Directions -> Each line from the start of the records through the line containing "Labeling instructions: Locate the sora" is to be transcribed exactly, and no other line is to be included.

Dataset excerpts ->
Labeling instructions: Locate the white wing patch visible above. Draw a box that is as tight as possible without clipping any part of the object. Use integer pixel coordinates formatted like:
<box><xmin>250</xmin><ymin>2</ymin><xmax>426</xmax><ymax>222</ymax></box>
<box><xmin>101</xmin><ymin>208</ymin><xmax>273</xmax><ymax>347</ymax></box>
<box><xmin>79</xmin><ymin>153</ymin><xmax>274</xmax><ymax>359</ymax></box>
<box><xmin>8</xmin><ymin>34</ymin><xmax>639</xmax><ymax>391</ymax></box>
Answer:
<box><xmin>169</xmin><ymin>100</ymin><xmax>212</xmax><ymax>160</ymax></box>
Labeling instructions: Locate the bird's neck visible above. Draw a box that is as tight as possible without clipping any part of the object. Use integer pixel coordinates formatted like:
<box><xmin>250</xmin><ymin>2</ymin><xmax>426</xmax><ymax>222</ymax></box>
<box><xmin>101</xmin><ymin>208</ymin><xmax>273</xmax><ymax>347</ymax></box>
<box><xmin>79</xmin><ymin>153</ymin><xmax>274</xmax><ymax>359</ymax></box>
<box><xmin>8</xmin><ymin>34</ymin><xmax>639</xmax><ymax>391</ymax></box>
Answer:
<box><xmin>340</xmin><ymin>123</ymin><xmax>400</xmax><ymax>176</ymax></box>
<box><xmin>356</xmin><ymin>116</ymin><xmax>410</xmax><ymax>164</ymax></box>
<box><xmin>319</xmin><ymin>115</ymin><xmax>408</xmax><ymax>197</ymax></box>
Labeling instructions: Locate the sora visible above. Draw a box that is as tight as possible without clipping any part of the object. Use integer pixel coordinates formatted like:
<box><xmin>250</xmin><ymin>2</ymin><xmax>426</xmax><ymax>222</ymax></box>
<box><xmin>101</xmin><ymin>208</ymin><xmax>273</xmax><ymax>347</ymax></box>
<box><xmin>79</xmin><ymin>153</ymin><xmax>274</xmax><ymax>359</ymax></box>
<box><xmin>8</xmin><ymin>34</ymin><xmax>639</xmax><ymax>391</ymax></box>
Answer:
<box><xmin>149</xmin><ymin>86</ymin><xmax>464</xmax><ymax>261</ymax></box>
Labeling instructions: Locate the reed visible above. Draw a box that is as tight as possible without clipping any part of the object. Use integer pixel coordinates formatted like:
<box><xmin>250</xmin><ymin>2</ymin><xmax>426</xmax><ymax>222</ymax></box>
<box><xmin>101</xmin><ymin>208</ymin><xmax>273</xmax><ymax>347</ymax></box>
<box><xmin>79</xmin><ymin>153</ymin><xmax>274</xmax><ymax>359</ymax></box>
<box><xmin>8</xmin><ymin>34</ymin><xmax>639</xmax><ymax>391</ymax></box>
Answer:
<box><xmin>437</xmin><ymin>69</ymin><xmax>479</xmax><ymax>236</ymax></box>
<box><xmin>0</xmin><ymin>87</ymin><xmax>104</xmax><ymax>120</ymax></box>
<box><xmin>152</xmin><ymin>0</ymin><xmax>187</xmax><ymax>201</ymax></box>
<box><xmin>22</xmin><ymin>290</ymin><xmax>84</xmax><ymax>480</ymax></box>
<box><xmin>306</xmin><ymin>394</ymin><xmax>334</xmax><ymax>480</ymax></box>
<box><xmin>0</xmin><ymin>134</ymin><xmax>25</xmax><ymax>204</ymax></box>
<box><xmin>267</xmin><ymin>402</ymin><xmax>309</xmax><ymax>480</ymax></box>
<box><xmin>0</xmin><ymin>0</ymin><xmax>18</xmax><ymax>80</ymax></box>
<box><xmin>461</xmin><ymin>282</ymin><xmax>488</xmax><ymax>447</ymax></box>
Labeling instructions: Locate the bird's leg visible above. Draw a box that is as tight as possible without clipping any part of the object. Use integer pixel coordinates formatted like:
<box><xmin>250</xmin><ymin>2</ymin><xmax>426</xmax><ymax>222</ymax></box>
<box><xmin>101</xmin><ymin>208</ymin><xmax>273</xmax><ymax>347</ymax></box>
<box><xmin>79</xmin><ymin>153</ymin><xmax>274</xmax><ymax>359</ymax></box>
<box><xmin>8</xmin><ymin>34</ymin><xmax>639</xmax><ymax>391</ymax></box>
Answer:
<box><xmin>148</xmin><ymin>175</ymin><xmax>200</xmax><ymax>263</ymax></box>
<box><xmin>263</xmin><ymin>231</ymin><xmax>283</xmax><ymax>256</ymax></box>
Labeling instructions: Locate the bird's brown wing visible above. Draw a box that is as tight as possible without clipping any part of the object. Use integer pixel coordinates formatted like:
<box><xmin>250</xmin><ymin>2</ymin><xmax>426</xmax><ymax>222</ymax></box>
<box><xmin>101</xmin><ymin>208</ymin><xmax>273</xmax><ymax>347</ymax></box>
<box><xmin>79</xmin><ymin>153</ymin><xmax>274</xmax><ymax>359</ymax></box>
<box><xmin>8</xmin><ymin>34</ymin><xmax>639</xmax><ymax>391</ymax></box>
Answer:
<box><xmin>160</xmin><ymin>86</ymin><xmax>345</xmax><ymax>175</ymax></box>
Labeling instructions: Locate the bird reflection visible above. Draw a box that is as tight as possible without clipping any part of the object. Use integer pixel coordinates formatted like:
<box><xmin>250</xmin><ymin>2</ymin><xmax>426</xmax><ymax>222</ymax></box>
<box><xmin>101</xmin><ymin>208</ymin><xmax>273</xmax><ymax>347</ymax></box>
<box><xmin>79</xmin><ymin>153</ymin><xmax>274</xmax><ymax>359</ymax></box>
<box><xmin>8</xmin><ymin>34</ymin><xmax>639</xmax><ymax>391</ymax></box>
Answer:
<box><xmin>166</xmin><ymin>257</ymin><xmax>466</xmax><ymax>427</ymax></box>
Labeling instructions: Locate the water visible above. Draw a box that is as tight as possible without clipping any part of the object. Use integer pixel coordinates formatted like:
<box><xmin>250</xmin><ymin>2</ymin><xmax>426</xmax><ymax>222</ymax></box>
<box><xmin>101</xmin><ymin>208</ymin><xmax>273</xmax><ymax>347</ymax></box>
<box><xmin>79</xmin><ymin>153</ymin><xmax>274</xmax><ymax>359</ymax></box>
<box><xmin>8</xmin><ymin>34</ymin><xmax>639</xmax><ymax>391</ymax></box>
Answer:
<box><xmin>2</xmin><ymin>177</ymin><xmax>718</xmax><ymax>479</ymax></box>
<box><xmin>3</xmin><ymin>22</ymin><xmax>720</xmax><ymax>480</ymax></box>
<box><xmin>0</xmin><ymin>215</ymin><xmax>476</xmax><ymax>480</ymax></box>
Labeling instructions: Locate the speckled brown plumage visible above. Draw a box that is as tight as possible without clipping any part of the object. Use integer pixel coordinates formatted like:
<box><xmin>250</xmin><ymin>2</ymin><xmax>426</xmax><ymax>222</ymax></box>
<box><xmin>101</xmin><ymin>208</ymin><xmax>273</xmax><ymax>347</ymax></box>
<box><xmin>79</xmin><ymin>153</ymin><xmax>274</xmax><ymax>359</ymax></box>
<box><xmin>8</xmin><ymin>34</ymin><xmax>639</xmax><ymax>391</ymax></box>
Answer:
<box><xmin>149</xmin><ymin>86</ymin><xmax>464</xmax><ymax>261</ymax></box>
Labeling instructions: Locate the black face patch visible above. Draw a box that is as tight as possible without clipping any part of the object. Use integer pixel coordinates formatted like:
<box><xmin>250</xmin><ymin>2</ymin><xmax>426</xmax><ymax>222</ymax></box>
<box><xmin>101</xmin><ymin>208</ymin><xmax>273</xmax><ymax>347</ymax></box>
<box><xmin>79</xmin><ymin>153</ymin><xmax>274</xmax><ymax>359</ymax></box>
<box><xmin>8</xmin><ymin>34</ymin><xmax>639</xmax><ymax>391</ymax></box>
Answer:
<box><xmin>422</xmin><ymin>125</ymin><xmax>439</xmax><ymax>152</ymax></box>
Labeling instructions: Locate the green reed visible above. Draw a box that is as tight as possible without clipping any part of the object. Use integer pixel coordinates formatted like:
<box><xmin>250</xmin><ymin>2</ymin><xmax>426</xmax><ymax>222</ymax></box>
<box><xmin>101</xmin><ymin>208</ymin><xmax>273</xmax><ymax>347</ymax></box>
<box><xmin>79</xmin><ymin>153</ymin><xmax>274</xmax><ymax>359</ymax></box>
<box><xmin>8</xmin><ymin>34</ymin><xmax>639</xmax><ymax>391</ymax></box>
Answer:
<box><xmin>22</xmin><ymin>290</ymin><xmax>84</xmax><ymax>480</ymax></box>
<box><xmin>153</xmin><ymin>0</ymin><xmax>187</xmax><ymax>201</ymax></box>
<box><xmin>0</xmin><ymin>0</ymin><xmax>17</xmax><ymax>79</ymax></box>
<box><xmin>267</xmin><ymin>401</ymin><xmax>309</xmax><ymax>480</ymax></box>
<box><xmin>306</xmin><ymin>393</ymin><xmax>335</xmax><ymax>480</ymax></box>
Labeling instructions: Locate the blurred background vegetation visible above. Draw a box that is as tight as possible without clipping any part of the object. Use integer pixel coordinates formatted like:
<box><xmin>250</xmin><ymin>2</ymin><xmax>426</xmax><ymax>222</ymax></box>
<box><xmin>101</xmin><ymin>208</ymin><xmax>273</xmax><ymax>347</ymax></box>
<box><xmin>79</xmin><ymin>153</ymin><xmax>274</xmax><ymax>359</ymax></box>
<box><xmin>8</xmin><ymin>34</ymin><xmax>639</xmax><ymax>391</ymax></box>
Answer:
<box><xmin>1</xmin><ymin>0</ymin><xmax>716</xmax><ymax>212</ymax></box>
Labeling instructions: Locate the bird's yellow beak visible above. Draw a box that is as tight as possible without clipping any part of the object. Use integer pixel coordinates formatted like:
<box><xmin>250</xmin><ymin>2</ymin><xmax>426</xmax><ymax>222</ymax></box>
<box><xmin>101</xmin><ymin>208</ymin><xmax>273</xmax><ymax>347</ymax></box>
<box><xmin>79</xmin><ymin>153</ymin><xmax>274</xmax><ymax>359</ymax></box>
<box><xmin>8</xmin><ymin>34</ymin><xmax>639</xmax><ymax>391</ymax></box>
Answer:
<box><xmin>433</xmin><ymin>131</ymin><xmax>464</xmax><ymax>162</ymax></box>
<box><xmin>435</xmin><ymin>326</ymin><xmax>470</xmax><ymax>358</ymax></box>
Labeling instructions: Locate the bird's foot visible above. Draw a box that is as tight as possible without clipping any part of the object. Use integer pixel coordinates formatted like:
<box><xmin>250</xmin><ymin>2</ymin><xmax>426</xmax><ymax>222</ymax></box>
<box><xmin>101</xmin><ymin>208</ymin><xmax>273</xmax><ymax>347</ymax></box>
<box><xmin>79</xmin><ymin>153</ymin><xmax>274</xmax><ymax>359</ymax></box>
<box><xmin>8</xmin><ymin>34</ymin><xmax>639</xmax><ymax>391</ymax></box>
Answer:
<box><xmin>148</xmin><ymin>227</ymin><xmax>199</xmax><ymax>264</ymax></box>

Exercise solution ->
Labeling instructions: Locate the white wing patch visible above. Draw a box that is as tight as possible without clipping any part of the object. Use integer pixel coordinates formatted like:
<box><xmin>250</xmin><ymin>2</ymin><xmax>426</xmax><ymax>222</ymax></box>
<box><xmin>101</xmin><ymin>208</ymin><xmax>273</xmax><ymax>347</ymax></box>
<box><xmin>79</xmin><ymin>153</ymin><xmax>274</xmax><ymax>359</ymax></box>
<box><xmin>8</xmin><ymin>34</ymin><xmax>639</xmax><ymax>391</ymax></box>
Answer:
<box><xmin>169</xmin><ymin>100</ymin><xmax>212</xmax><ymax>160</ymax></box>
Labeling instructions: Locate the bird's neck visible above. Draw a box that is as tight as possible without clipping any part of the object. Use integer pixel coordinates formatted like:
<box><xmin>250</xmin><ymin>2</ymin><xmax>426</xmax><ymax>222</ymax></box>
<box><xmin>101</xmin><ymin>208</ymin><xmax>273</xmax><ymax>347</ymax></box>
<box><xmin>79</xmin><ymin>153</ymin><xmax>274</xmax><ymax>359</ymax></box>
<box><xmin>8</xmin><ymin>34</ymin><xmax>639</xmax><ymax>391</ymax></box>
Answer:
<box><xmin>340</xmin><ymin>123</ymin><xmax>400</xmax><ymax>176</ymax></box>
<box><xmin>356</xmin><ymin>116</ymin><xmax>410</xmax><ymax>164</ymax></box>
<box><xmin>319</xmin><ymin>115</ymin><xmax>408</xmax><ymax>197</ymax></box>
Labeling instructions: Locate the sora visible above. Draw a box that is as tight as possible without clipping any part of the object. Use integer pixel coordinates formatted like:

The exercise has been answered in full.